» **QUÉ HACER**: Cambia "restaurante" por "bar" y copia el texto sobre los niños y el móvil entre "Ahora en serio, cuando" y "de esta medida.", ambos incluidos.

» **FRAGMENTO DEL TEXTO**:
Cuando ve a una madre paseando su carrito con un niño de un año y éste tiene en la mano un móvil como si fuera un juguete. Qué es lo primero que le viene a la cabeza...
Lo primero que pensaría es que es muy arriesgado dejar en sus manos ese dispositivo: ¡lo puede chupar o se le puede caer!
Ahora en serio, cuando estamos en un restaurante y en la mesa hay varios niños sumergidos en la pantalla que tienen delante, pienso dos cosas: que no puedo juzgar a unos padres para quienes, quizá, controlar el comportamiento de sus hijos en un lugar público sea un reto difícil de abordar; en segundo lugar, que tal vez por comodidad están perdiendo una oportunidad de enseñar a esos niños a comportarse sin estímulos externos, a concentrarse, a ser respetuosos, y también a disfrutar de la conversación y la experiencia de comer fuera de casa.
Y es que muchas veces los padres utilizan el móvil para que los niños no molesten y así ellos puedan conversar o trabajar sin interrupciones. Y, además de las oportunidades perdidas, creo que los padres no valoran el alcance posible de esta medida.

» **DATOS PROPORCIONADOS**:

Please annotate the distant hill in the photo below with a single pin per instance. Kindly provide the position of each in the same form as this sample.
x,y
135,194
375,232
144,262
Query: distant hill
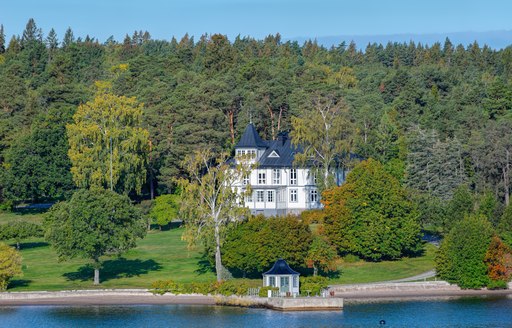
x,y
494,39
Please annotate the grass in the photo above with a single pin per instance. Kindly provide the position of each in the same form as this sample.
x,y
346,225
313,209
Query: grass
x,y
163,255
364,272
21,216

» **RESULTADO**:
Ahora en serio, cuando estamos en un bar y en la mesa hay varios niños sumergidos en la pantalla que tienen delante, pienso dos cosas: que no puedo juzgar a unos padres para quienes, quizá, controlar el comportamiento de sus hijos en un lugar público sea un reto difícil de abordar; en segundo lugar, que tal vez por comodidad están perdiendo una oportunidad de enseñar a esos niños a comportarse sin estímulos externos, a concentrarse, a ser respetuosos, y también a disfrutar de la conversación y la experiencia de comer fuera de casa.
Y es que muchas veces los padres utilizan el móvil para que los niños no molesten y así ellos puedan conversar o trabajar sin interrupciones. Y, además de las oportunidades perdidas, creo que los padres no valoran el alcance posible de esta medida.